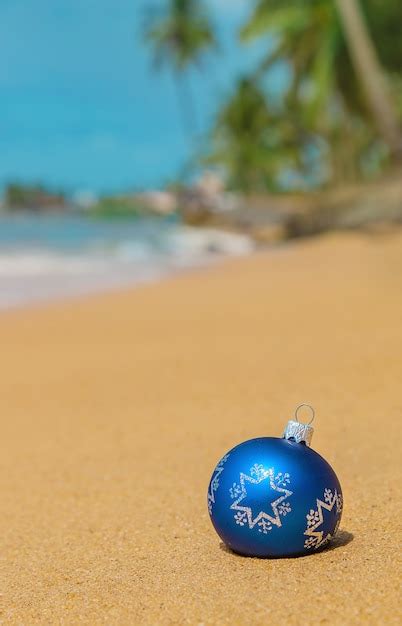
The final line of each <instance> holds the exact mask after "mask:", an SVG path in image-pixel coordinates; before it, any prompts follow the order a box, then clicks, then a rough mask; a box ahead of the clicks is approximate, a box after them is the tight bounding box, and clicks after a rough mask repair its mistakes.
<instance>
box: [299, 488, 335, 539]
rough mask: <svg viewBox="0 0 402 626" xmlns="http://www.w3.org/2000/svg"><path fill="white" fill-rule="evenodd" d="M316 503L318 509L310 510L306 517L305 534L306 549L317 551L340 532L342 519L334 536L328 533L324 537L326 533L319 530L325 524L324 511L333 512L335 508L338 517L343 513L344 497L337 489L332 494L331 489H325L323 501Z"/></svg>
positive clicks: (333, 532)
mask: <svg viewBox="0 0 402 626" xmlns="http://www.w3.org/2000/svg"><path fill="white" fill-rule="evenodd" d="M316 503H317V508H316V509H310V511H309V512H308V513H307V515H306V520H307V528H306V530H305V531H304V534H305V535H306V536H307V537H308V539H306V540H305V542H304V547H305V548H306V549H307V550H310V549H311V548H314V549H315V550H317V548H320V547H322V546H324V545H325V544H326V543H328V541H330V539H332V537H333V536H334V535H335V534H336V532H337V530H338V526H339V522H340V519H338V521H337V524H336V526H335V530H334V532H333V534H331V533H327V534H326V535H324V531H323V530H319V528H320V526H322V524H323V523H324V511H329V512H330V511H333V510H334V507H335V509H336V513H337V515H340V514H341V513H342V506H343V502H342V495H341V494H340V493H338V492H337V490H336V489H335V491H334V492H332V491H331V489H328V488H327V489H325V490H324V497H323V500H320V499H319V498H317V499H316Z"/></svg>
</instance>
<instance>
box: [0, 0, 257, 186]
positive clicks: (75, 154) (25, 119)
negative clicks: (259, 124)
mask: <svg viewBox="0 0 402 626" xmlns="http://www.w3.org/2000/svg"><path fill="white" fill-rule="evenodd" d="M155 1H158V0H155ZM207 1H208V4H209V5H210V7H211V9H212V10H213V17H214V20H215V23H216V26H217V31H218V35H219V38H220V41H221V48H222V52H223V53H224V54H223V56H222V57H221V58H219V59H216V60H212V63H211V65H210V66H209V67H206V70H205V72H192V74H191V76H190V81H191V87H192V91H193V93H194V95H195V96H196V103H197V115H198V126H199V133H200V134H201V135H202V133H203V132H204V133H205V132H206V129H207V128H208V126H209V124H210V122H211V119H212V117H213V112H214V110H215V109H216V106H217V104H218V103H219V101H220V100H221V99H222V97H224V95H225V94H226V93H227V92H228V90H229V89H230V86H231V85H232V82H233V78H234V77H235V76H236V75H237V74H239V73H240V72H241V71H242V70H244V69H245V68H247V67H248V66H250V65H251V64H252V63H253V61H254V59H255V57H256V56H257V55H258V54H259V51H260V50H261V45H257V46H253V47H247V48H245V47H240V46H239V45H238V44H237V43H236V40H235V33H236V31H237V29H238V27H239V24H240V23H241V22H242V19H243V18H244V15H246V13H247V11H248V10H249V7H250V1H251V0H207ZM159 2H163V0H159ZM153 4H155V2H154V0H0V186H2V185H4V183H5V182H6V181H8V180H11V179H13V180H20V181H43V182H45V183H47V184H51V185H54V186H62V187H65V188H66V189H67V190H69V191H74V190H96V191H98V192H105V191H114V190H119V189H126V188H142V187H152V186H158V185H162V184H163V183H165V182H167V181H169V180H171V179H173V178H174V177H175V176H177V175H178V174H179V173H180V172H181V171H182V169H183V167H184V163H185V162H186V160H187V159H188V157H189V154H190V152H191V140H190V141H189V139H188V137H186V136H185V134H184V132H183V126H182V121H181V119H180V110H179V108H178V100H177V93H176V91H175V86H174V82H173V79H172V76H171V75H170V74H169V72H168V71H164V72H162V73H158V74H155V73H154V71H153V69H152V63H151V59H150V51H149V50H148V49H147V48H145V46H144V44H143V41H142V38H141V26H142V24H143V22H144V12H145V11H146V9H147V8H148V7H149V6H150V5H153ZM210 68H213V71H211V69H210ZM195 140H196V137H193V144H194V143H195Z"/></svg>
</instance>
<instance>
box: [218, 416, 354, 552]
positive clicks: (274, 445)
mask: <svg viewBox="0 0 402 626" xmlns="http://www.w3.org/2000/svg"><path fill="white" fill-rule="evenodd" d="M302 406H306V405H301V406H300V407H298V409H297V410H296V416H295V418H296V419H295V420H291V421H289V422H288V425H287V427H286V430H285V433H284V435H283V438H281V439H280V438H277V437H260V438H258V439H250V440H249V441H245V442H244V443H241V444H239V445H238V446H236V447H235V448H233V449H232V450H230V452H228V453H227V454H226V455H225V456H224V457H223V458H222V459H221V460H220V461H219V463H218V465H217V466H216V468H215V470H214V472H213V474H212V478H211V481H210V484H209V488H208V509H209V513H210V516H211V521H212V523H213V525H214V527H215V530H216V532H217V533H218V535H219V536H220V538H221V539H222V541H224V543H225V544H226V545H227V546H229V548H231V549H232V550H234V551H235V552H238V553H239V554H244V555H247V556H258V557H284V556H288V557H289V556H299V555H303V554H311V553H313V552H316V551H317V550H320V549H321V548H323V547H324V546H326V545H327V544H328V542H329V541H330V540H331V539H332V537H334V535H335V533H336V532H337V530H338V527H339V523H340V519H341V514H342V490H341V486H340V484H339V481H338V479H337V477H336V474H335V472H334V471H333V469H332V468H331V466H330V465H329V464H328V463H327V462H326V461H325V460H324V459H323V458H322V457H321V456H320V455H319V454H317V452H314V450H312V449H311V448H310V447H309V445H310V442H311V437H312V434H313V428H312V427H311V426H310V424H311V422H312V420H311V421H310V424H302V423H300V422H299V421H298V420H297V413H298V410H299V409H300V408H301V407H302ZM307 406H308V405H307ZM309 408H310V409H311V407H309ZM311 410H312V411H313V409H311ZM313 418H314V411H313Z"/></svg>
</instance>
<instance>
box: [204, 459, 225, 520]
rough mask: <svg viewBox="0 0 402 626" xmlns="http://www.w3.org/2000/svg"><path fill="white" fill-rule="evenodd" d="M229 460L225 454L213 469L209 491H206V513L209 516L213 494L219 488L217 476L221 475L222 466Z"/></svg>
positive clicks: (221, 473) (212, 502)
mask: <svg viewBox="0 0 402 626" xmlns="http://www.w3.org/2000/svg"><path fill="white" fill-rule="evenodd" d="M228 458H229V454H225V456H224V457H222V458H221V460H220V461H219V463H218V465H217V466H216V467H215V469H214V471H213V475H212V479H211V482H210V486H209V490H208V496H207V497H208V511H209V514H210V515H212V505H213V504H215V493H216V492H217V490H218V487H219V476H220V475H221V474H222V472H223V470H224V469H225V468H224V465H225V463H226V461H227V460H228Z"/></svg>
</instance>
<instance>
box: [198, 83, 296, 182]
mask: <svg viewBox="0 0 402 626" xmlns="http://www.w3.org/2000/svg"><path fill="white" fill-rule="evenodd" d="M212 139H213V145H214V149H213V151H212V153H211V154H210V155H209V157H208V158H207V159H206V161H207V163H208V164H216V165H223V167H224V169H225V170H226V172H227V173H228V176H229V180H228V184H229V186H230V187H233V188H237V189H241V190H243V191H246V192H249V191H263V190H266V189H272V190H275V189H277V188H279V187H280V177H281V174H283V173H284V172H288V173H291V172H292V171H295V170H296V169H299V170H302V169H303V163H302V162H301V161H300V146H302V145H303V144H304V143H305V142H306V139H307V138H306V137H303V134H302V133H301V132H299V130H298V129H297V126H296V125H294V124H293V123H292V121H291V120H290V119H285V118H283V117H282V116H280V115H278V114H277V113H275V112H274V111H270V109H269V107H268V104H267V100H266V96H265V93H264V91H263V90H262V88H261V86H260V85H259V84H258V82H257V81H256V80H254V79H250V78H242V79H240V80H239V81H238V83H237V85H236V88H235V91H234V93H233V95H232V97H231V98H230V99H229V101H228V102H227V103H226V104H225V106H224V107H223V109H222V111H221V112H220V114H219V116H218V119H217V121H216V125H215V128H214V129H213V137H212ZM295 146H298V147H297V149H296V148H295Z"/></svg>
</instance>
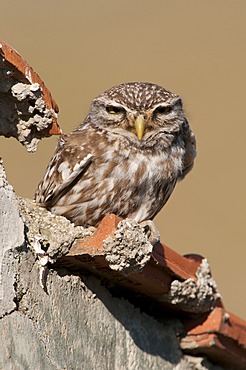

----------------

Requirement >>
Starting with the line that holds "positive clicks: (221, 473) (212, 502)", retype each line through the last one in the listing above, exactly as written. Do not copy any pictures.

Answer section >>
positive clicks: (221, 473) (212, 502)
mask: <svg viewBox="0 0 402 626" xmlns="http://www.w3.org/2000/svg"><path fill="white" fill-rule="evenodd" d="M228 458H229V454H225V456H224V457H222V458H221V460H220V461H219V463H218V465H217V466H216V467H215V469H214V471H213V475H212V479H211V482H210V486H209V490H208V496H207V497H208V511H209V514H210V515H212V505H213V504H215V493H216V492H217V490H218V487H219V476H220V475H221V474H222V472H223V470H224V469H225V468H224V465H225V463H226V461H227V460H228Z"/></svg>
</instance>
<instance>
box: [198, 83, 296, 182]
mask: <svg viewBox="0 0 402 626" xmlns="http://www.w3.org/2000/svg"><path fill="white" fill-rule="evenodd" d="M212 139H213V145H214V149H213V151H212V153H211V154H210V155H209V157H208V158H207V159H206V161H207V163H208V164H216V165H223V167H224V169H225V170H226V172H227V173H228V176H229V180H228V184H229V186H230V187H233V188H237V189H241V190H243V191H246V192H249V191H263V190H266V189H272V190H275V189H277V188H279V187H280V177H281V174H283V173H284V172H288V173H291V172H292V171H295V170H296V169H299V170H302V169H303V163H302V162H301V161H300V146H302V145H303V144H304V143H305V142H306V139H307V138H306V137H303V134H302V133H301V132H299V130H298V129H297V126H296V125H294V124H293V123H292V121H291V120H290V119H285V118H283V117H282V116H280V115H278V114H277V113H275V112H274V111H270V109H269V107H268V104H267V100H266V96H265V93H264V91H263V90H262V88H261V86H260V85H259V84H258V82H257V81H256V80H254V79H250V78H242V79H240V80H239V81H238V83H237V85H236V88H235V91H234V93H233V95H232V97H231V98H230V99H229V101H228V102H227V103H226V104H225V106H224V107H223V109H222V111H221V112H220V114H219V116H218V119H217V121H216V125H215V128H214V129H213V137H212ZM295 146H298V147H297V149H296V148H295Z"/></svg>
</instance>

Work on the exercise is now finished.